• _Polecenie_
Proszę zamienić w poniższych pozycjach każde wystąpienie "Target" na "Label" i przepisać je w całości, nie zmieniając pozostałej treści. Obrazy należy pominąć w odpowiedzi.
------ Dane wejściowe
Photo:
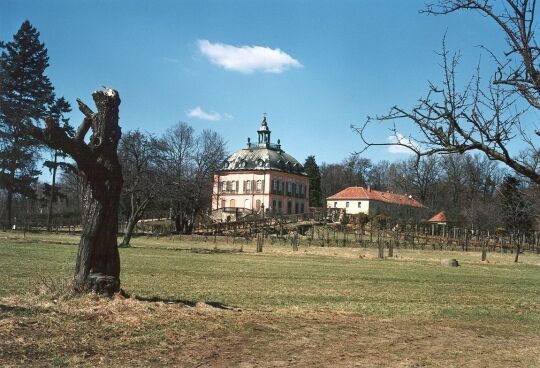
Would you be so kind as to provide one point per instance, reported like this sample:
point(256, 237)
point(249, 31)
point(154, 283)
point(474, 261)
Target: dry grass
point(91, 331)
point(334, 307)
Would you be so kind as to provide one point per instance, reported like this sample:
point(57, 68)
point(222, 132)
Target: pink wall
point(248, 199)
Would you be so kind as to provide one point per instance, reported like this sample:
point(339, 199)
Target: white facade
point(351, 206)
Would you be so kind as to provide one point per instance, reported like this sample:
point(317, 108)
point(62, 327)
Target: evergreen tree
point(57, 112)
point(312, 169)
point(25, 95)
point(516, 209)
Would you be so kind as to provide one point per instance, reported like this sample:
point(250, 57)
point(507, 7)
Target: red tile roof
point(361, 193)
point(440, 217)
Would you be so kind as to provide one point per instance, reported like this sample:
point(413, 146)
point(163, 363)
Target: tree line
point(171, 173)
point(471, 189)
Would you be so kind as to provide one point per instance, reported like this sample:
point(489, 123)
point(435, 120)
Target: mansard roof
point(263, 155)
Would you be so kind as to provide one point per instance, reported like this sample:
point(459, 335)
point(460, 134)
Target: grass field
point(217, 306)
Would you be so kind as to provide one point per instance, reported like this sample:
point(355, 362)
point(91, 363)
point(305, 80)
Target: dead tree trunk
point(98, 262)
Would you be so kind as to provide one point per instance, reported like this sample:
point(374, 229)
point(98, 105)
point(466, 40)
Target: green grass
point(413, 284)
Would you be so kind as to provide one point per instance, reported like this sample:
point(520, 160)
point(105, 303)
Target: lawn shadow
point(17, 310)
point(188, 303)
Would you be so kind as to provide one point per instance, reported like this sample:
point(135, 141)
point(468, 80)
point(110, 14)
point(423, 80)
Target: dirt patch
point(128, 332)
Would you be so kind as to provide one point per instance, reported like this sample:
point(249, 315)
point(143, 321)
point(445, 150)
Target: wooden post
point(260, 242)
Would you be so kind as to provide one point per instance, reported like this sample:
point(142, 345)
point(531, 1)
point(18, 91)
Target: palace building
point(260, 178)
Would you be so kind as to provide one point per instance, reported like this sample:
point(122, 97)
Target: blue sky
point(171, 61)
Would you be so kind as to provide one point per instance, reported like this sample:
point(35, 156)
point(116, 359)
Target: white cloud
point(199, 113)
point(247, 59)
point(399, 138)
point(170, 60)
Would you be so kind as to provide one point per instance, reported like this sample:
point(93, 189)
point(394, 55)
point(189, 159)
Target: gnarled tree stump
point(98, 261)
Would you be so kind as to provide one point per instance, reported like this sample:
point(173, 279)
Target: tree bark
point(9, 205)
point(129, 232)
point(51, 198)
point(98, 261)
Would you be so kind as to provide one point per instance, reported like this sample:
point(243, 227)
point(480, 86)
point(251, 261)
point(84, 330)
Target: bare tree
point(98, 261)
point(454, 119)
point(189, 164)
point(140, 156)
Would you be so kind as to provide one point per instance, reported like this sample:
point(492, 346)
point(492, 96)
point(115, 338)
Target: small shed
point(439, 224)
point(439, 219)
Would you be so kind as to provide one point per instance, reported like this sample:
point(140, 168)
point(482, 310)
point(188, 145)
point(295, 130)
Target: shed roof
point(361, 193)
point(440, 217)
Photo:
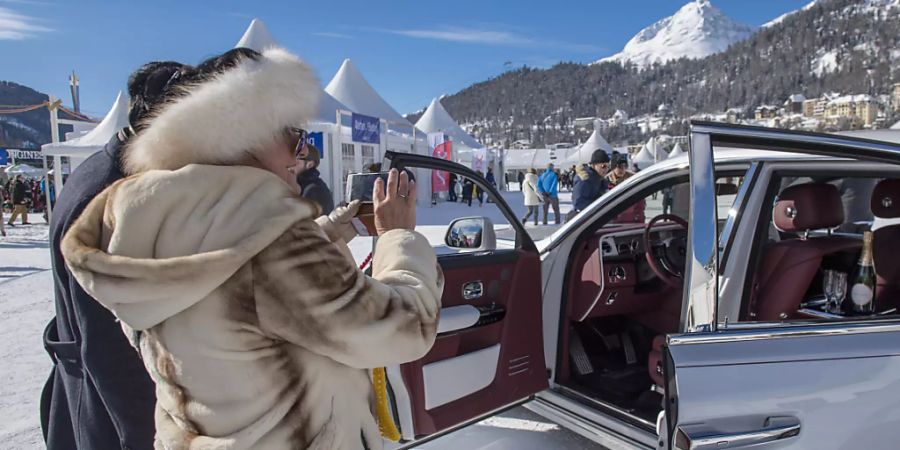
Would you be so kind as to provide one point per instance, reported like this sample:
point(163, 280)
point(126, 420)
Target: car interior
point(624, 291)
------------
• _Odpowiedź_
Photo:
Would you be so kind as to provide one point per instance, reported like this sample:
point(256, 237)
point(249, 31)
point(154, 283)
point(474, 261)
Label: dry grass
point(91, 331)
point(334, 307)
Would you be so kind as to provide one point per instance, reported like this sample:
point(57, 68)
point(222, 132)
Label: pink wall
point(248, 199)
Would you be so kind as to provide one point per instance, reported like this sample:
point(339, 199)
Label: white facade
point(351, 206)
Would you be so kind as to provide one point per instance, reported like this sample:
point(317, 108)
point(62, 327)
Label: evergreen tree
point(57, 112)
point(312, 169)
point(25, 95)
point(516, 209)
Would you be so kind as to provide one point per instance, reported like this sample:
point(250, 57)
point(507, 7)
Label: red tile roof
point(361, 193)
point(440, 217)
Would you be so kind as to provide one point per instance, reported like this sample:
point(413, 146)
point(163, 363)
Label: tree line
point(171, 173)
point(471, 189)
Would you be so kind as to provide one point per instance, reported like this sample:
point(489, 123)
point(435, 120)
Label: mansard roof
point(263, 155)
Would you be so kind as to provide one point per instance, reported like this sample:
point(459, 335)
point(460, 134)
Label: grass field
point(217, 306)
Would you be so kind as to provide one point per instance, reported like this sample:
point(355, 362)
point(91, 363)
point(305, 80)
Label: dead tree trunk
point(98, 262)
Would you be so kind as to provide one point per instance, reported like this sample:
point(374, 229)
point(98, 105)
point(466, 40)
Label: green grass
point(413, 284)
Would you be so kind as to provide one point per instance, reported like this sample:
point(520, 160)
point(105, 303)
Label: lawn shadow
point(17, 310)
point(188, 303)
Would you be so kind as to provide one point per instance, reported like this sample:
point(135, 141)
point(468, 80)
point(110, 14)
point(423, 80)
Label: dirt patch
point(128, 332)
Would you be so kind as to provide one point per instance, reported like this sample:
point(249, 315)
point(143, 321)
point(445, 150)
Label: wooden post
point(260, 242)
Would you be so kind as to provide one point per instance, reported like this sample:
point(142, 345)
point(531, 1)
point(18, 91)
Label: palace building
point(260, 178)
Would you be so kind as to provide one point per instance, reported like this sample:
point(122, 97)
Label: blue sky
point(171, 61)
Would you be so kind as to provide one point per instance, reported like this sample:
point(35, 156)
point(116, 359)
Label: white cloud
point(199, 113)
point(247, 59)
point(399, 138)
point(170, 60)
Would you be so kind as to provide one point per instance, reported like this sample:
point(93, 189)
point(394, 55)
point(189, 159)
Label: gnarled tree stump
point(98, 261)
Would you be so kind as to provide one point per instance, reported like this sample:
point(173, 279)
Label: tree bark
point(9, 205)
point(129, 232)
point(51, 198)
point(98, 261)
Would you be so kind as to provide one point per instance, reported like this sample:
point(243, 227)
point(480, 86)
point(251, 261)
point(84, 330)
Label: bare tree
point(98, 261)
point(454, 119)
point(189, 164)
point(140, 156)
Would you be so kind as to provide one point per instance, reported like this sample:
point(492, 346)
point(492, 96)
point(115, 338)
Label: small shed
point(439, 224)
point(439, 219)
Would you be so kind as to provide one point per instance, reported like this sample:
point(140, 168)
point(482, 310)
point(188, 145)
point(295, 130)
Label: shed roof
point(361, 193)
point(440, 217)
Photo:
Would you be so kind as to provide one point per instance, reported like this sample:
point(163, 280)
point(126, 420)
Label: car interior
point(624, 291)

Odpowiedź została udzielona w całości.